— START OF INPUT DATA —

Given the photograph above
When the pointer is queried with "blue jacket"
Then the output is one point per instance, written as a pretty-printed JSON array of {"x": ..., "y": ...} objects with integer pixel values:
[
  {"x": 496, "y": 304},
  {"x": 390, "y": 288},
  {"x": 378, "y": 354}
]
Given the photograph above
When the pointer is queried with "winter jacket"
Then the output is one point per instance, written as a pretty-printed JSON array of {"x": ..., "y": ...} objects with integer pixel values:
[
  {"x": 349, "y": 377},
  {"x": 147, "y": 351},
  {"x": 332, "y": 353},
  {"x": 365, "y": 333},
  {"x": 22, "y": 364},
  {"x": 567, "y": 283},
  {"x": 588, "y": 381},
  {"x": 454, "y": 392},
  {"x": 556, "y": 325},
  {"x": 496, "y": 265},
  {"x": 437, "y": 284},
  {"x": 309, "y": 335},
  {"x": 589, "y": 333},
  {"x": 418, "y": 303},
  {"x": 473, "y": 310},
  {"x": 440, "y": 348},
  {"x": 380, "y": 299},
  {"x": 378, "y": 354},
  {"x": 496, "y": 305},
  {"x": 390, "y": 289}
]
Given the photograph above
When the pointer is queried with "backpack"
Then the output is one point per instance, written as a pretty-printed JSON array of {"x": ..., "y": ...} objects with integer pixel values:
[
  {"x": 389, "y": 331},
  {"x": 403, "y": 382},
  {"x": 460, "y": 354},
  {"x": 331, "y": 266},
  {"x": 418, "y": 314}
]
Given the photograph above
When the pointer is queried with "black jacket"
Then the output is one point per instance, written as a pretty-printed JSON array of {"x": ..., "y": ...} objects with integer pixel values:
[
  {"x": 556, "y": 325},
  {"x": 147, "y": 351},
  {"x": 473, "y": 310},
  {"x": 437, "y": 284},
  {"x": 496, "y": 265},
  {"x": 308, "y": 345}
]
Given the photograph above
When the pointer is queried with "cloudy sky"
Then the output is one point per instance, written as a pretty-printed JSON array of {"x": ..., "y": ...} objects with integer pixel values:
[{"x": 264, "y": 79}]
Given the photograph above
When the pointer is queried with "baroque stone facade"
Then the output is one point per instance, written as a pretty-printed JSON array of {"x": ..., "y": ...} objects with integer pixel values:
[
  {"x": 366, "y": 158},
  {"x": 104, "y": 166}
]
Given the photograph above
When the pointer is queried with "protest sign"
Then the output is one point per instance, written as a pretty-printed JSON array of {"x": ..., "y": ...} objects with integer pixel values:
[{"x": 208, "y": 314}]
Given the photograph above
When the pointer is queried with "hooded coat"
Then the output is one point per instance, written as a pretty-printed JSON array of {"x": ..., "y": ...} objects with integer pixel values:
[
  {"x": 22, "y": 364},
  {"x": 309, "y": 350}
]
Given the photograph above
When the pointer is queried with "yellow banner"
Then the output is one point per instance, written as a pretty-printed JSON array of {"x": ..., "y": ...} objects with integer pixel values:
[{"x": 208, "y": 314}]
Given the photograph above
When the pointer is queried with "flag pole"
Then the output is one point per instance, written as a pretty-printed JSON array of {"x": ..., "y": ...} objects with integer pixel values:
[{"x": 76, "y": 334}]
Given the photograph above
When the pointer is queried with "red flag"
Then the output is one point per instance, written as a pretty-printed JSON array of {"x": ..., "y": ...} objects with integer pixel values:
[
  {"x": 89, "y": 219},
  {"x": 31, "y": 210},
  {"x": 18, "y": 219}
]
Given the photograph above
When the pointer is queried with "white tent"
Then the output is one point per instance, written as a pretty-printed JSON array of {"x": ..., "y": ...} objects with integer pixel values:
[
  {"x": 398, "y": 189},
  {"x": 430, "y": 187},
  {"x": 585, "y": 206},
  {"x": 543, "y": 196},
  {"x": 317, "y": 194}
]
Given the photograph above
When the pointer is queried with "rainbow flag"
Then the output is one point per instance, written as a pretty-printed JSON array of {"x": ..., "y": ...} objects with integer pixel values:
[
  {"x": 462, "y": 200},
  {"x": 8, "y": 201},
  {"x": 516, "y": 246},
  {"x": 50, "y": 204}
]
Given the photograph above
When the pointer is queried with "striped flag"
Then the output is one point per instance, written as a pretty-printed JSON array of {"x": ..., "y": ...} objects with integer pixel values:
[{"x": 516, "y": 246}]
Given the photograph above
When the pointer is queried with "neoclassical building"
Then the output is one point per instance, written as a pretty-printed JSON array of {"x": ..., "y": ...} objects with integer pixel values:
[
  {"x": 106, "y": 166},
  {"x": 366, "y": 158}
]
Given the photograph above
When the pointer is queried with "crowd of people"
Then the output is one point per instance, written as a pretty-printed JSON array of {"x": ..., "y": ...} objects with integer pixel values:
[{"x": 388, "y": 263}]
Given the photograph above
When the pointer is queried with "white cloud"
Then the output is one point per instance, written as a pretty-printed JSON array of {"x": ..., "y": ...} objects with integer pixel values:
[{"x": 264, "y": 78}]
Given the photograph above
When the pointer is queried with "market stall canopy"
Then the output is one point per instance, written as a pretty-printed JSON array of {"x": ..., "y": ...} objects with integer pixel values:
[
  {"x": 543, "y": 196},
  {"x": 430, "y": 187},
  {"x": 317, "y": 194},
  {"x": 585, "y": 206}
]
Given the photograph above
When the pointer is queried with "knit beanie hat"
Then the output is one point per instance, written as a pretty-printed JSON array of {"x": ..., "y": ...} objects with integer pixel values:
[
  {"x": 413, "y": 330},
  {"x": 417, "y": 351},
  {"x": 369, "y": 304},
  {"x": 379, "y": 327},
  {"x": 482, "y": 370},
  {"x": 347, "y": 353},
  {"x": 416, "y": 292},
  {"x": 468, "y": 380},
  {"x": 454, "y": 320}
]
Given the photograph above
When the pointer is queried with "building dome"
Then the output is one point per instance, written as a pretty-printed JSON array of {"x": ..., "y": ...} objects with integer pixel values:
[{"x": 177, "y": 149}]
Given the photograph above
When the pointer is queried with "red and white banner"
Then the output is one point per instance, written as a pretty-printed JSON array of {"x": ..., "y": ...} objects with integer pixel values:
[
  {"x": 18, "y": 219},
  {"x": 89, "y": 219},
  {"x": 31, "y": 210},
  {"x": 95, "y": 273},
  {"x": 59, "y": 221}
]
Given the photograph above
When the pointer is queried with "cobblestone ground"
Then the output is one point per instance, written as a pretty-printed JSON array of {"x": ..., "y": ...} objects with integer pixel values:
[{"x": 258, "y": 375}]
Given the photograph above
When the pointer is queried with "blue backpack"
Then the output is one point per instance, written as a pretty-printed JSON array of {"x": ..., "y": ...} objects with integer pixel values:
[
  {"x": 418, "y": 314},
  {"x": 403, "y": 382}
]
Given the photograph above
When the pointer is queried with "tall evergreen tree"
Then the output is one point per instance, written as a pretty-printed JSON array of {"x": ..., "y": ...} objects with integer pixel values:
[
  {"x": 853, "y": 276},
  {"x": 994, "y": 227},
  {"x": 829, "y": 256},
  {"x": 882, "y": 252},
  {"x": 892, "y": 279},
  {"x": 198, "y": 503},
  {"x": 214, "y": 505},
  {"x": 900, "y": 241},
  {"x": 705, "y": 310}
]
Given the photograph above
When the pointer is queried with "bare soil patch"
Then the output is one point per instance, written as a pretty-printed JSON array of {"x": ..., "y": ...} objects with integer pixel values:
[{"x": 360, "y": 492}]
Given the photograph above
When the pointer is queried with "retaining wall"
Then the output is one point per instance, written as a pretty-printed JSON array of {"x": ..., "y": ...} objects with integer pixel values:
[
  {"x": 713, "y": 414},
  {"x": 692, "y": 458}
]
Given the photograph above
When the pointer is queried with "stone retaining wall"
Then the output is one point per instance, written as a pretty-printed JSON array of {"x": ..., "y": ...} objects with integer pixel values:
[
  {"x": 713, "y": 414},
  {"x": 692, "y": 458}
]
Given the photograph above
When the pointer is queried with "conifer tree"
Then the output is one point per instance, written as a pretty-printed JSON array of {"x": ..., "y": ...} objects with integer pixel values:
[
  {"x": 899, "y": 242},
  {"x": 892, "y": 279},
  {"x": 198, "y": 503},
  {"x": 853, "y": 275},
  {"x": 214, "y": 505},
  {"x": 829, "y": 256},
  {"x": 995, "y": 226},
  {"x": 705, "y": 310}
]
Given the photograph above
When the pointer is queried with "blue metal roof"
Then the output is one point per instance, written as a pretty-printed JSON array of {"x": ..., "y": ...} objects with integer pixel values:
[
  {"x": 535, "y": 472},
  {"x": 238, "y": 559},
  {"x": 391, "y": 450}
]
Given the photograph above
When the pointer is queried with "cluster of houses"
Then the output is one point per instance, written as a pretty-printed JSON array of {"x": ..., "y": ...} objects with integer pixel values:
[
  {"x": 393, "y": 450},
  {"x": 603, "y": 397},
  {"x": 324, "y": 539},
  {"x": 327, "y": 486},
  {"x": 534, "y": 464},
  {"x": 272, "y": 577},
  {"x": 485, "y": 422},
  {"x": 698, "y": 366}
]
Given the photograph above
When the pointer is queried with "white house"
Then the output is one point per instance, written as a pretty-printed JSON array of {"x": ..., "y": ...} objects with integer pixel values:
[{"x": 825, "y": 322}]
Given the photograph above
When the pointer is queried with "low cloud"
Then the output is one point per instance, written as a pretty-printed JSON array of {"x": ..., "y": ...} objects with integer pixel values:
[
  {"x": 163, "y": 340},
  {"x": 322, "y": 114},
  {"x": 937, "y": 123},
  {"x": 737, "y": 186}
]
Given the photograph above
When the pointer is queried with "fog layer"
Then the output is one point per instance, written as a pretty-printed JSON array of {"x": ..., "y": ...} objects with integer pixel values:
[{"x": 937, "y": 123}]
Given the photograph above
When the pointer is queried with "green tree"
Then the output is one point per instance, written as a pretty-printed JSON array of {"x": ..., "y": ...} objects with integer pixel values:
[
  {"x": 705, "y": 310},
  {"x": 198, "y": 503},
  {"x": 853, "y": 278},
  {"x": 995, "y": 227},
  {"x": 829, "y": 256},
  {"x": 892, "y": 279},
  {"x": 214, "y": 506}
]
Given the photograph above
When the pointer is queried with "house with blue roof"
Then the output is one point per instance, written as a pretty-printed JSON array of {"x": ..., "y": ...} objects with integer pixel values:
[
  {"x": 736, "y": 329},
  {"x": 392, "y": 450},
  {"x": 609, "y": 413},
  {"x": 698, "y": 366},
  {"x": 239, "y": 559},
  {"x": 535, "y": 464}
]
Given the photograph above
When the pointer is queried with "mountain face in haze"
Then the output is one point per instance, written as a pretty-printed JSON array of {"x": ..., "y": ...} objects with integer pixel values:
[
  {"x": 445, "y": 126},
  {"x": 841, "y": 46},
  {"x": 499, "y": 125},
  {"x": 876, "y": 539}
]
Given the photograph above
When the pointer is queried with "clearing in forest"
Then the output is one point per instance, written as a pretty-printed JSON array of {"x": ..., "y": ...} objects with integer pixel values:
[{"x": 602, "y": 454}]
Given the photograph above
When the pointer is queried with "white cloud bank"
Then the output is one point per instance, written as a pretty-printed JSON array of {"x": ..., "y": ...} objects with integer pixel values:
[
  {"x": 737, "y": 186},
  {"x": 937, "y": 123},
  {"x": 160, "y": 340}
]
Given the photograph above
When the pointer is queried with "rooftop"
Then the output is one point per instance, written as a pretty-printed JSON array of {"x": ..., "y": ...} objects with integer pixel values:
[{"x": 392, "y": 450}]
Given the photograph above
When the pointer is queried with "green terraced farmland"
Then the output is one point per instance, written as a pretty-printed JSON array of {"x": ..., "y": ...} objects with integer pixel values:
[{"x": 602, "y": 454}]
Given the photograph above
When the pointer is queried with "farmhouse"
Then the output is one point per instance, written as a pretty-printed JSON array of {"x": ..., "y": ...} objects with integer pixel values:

— END OF INPUT DATA —

▶ _WORK TO DO_: How many lines of the listing above contain the string "jacket", with case counting? Reply with the number only.

▶ _FINAL ANSWER_: 3